Di Kohanudnas, pemandangan unik bisa kita lihat saat para personel menggambarkan gerakan pesawat yang sedang mengudara. Dalam sebuah ruangan yang cukup sederhana, lampu-lampu yang menyala redup, tampak ada sebuah lampu yang cukup terang yang menyorot pada sebuah papan yang terbuat dari fibre plastik yang disebut dengan plan set. Plan set yang transparan tersebut digunakan sebagai dasar untuk menggambarkan situasi dan manuver udara. Lucunya, untuk menggambarkan dengan baik, dibutuhkan personel yang pandai menulis terbalik dan sering disebut dengan seorang plotter.

Plan Set tersebut terpampang cukup besar yang di dalamnya tergambar peta wilayah yang dikontrol. Plotter akan berdiri dibelakang plan set sambil menggenggam pensil, yang setiap saat dituliskan pada papan plan set untuk menentukan posisi sebuah target setelah plotter tersebut mendapat laporan adanya “Lasa” (target musuh) dari stasiun radar yang tersebar di wilayah Kohanudnas. Sementara personel lainnya selalu memonitor dan mencatat setiap pergerakan target melalui sarana komunikasi radio dari stasiun radar yang ada dibawah jajaran Kohanudnas.

Dengan hanya berbekal peralatan komunikasi radio, personil Kohanudnas harus mampu mendeteksi dan mengidentifikasi target-target yang dilaporkan, sebab hanya dengan ketelitian dan kecermatan mereka mampu mengidentifikasi dengan sarana yang ada. Oleh karena itu untuk mengawaki tempat tersebut dibutuhkan personel yang cukup banyak untuk memenuhi kegiatan operasi, karena setiap perangkat dilakukan secara manual. Sedangkan sarana komunikasi yang digunakan masih menggunakan radio komunikasi jenis RF 301 buatan Amerika yang masih menggunakan teknologi tabung. Selain itu juga digunakan radio komunikasi jenis VHF dan HF bekas Rusia dengan kemampuan terbatas.

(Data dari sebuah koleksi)
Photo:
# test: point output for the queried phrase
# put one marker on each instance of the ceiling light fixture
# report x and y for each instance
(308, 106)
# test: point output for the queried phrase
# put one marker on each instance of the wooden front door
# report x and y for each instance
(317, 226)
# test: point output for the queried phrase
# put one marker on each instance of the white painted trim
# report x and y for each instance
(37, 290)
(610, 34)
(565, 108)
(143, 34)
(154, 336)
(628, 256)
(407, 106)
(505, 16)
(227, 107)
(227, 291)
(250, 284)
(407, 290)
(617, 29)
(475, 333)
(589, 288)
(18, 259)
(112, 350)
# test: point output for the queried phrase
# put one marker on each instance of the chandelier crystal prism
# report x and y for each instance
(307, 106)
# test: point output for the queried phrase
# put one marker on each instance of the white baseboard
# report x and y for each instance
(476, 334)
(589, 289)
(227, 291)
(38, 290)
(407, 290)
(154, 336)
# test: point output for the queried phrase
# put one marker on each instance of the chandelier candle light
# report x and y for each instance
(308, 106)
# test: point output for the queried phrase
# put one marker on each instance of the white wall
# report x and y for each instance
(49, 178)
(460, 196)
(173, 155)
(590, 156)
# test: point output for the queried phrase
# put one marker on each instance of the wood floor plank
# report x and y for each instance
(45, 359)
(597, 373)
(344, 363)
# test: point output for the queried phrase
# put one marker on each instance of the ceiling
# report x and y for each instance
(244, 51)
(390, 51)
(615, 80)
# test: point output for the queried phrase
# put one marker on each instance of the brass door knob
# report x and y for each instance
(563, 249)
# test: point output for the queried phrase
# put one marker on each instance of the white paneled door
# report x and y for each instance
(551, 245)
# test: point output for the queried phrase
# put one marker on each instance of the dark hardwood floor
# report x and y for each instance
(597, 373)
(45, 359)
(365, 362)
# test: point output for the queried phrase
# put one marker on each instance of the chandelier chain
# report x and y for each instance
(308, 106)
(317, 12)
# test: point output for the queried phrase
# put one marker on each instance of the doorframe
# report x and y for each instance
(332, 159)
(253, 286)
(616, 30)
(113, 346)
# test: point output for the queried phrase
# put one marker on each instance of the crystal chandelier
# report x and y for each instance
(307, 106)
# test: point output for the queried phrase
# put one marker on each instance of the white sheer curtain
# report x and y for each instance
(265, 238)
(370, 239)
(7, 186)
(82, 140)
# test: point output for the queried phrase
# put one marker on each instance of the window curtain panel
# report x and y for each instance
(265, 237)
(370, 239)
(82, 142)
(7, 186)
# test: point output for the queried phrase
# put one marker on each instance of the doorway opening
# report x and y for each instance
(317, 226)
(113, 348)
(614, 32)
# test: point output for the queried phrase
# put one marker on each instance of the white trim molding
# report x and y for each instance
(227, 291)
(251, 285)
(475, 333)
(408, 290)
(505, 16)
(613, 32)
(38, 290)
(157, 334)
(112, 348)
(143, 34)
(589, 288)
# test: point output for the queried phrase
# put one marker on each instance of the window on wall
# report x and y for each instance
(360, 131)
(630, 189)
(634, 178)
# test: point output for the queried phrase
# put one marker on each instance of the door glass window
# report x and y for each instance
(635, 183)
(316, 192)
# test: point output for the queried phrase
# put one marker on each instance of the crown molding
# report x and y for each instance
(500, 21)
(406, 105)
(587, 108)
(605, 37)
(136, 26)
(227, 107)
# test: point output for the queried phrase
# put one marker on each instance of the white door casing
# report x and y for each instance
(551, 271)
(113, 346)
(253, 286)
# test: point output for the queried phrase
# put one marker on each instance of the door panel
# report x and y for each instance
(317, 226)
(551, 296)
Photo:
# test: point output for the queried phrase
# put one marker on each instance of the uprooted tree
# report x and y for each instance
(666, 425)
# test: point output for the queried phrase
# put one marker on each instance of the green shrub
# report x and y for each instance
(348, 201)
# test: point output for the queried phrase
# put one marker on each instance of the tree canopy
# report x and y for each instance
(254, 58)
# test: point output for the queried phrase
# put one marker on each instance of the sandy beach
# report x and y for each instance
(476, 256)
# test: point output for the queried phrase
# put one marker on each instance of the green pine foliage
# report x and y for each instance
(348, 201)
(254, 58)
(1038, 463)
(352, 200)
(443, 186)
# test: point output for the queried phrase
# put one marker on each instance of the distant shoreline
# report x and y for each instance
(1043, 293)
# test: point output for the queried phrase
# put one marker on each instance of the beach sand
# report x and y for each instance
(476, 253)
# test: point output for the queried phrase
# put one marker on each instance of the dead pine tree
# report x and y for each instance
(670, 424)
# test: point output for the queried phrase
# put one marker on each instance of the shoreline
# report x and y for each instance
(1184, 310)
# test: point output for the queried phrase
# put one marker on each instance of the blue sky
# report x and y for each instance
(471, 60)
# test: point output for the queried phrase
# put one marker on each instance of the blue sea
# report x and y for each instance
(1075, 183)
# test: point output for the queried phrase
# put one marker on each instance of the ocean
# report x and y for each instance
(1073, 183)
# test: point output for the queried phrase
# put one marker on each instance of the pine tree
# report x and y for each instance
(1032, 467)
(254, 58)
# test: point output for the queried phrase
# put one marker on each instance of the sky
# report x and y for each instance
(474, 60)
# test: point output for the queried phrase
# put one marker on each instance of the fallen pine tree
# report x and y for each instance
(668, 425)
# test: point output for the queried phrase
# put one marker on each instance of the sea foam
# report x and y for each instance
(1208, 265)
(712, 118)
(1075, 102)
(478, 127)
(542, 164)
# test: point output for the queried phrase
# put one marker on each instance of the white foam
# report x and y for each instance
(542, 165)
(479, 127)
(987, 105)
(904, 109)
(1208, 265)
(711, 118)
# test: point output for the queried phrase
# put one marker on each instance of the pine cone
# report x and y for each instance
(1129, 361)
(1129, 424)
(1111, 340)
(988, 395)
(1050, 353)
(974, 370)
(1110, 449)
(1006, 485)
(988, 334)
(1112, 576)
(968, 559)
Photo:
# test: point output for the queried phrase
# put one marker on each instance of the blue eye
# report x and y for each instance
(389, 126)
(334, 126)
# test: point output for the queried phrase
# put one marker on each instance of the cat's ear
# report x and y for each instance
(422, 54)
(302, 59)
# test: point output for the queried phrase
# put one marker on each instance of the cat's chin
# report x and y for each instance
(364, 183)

**TUGAS:**
1. Ubahlah paragraf dalam teks tentang Kohanudnas yang diawali "Dengan hanya berbekal peralatan komunikasi radio" menjadi daftar butir singkat tanpa menghilangkan fakta utamanya.
2. Jawablah pertanyaan berikut berdasarkan teks tentang Kohanudnas.
(a) Apa sebutan untuk papan transparan dari fibre plastik yang menjadi dasar penggambaran situasi udara?
(b) Apa arti istilah "Lasa"?
(c) Radio komunikasi jenis apa yang dibuat di Amerika?
3. Tuliskan kembali dengan tepat bagian teks tentang Kohanudnas yang terletak di antara "Di Kohanudnas, pemandangan" dan "dengan seorang plotter.", termasuk kedua batas tersebut.
Kerjakan semuanya hanya berdasarkan teks yang ditampilkan.

**JAWABAN YANG DIHARAPKAN:**
1.
- Dengan hanya berbekal peralatan komunikasi radio, personel Kohanudnas harus mampu mendeteksi dan mengidentifikasi target yang dilaporkan, mengandalkan ketelitian dan kecermatan.
- Karena setiap perangkat dijalankan secara manual, tempat itu membutuhkan personel yang cukup banyak untuk memenuhi kegiatan operasi.
- Sarana komunikasinya masih berupa radio RF 301 buatan Amerika yang menggunakan teknologi tabung.
- Selain itu, digunakan pula radio VHF dan HF bekas Rusia dengan kemampuan terbatas.

2.
(a) Plan set.
(b) Target musuh.
(c) RF 301.

3.
Di Kohanudnas, pemandangan unik bisa kita lihat saat para personel menggambarkan gerakan pesawat yang sedang mengudara. Dalam sebuah ruangan yang cukup sederhana, lampu-lampu yang menyala redup, tampak ada sebuah lampu yang cukup terang yang menyorot pada sebuah papan yang terbuat dari fibre plastik yang disebut dengan plan set. Plan set yang transparan tersebut digunakan sebagai dasar untuk menggambarkan situasi dan manuver udara. Lucunya, untuk menggambarkan dengan baik, dibutuhkan personel yang pandai menulis terbalik dan sering disebut dengan seorang plotter.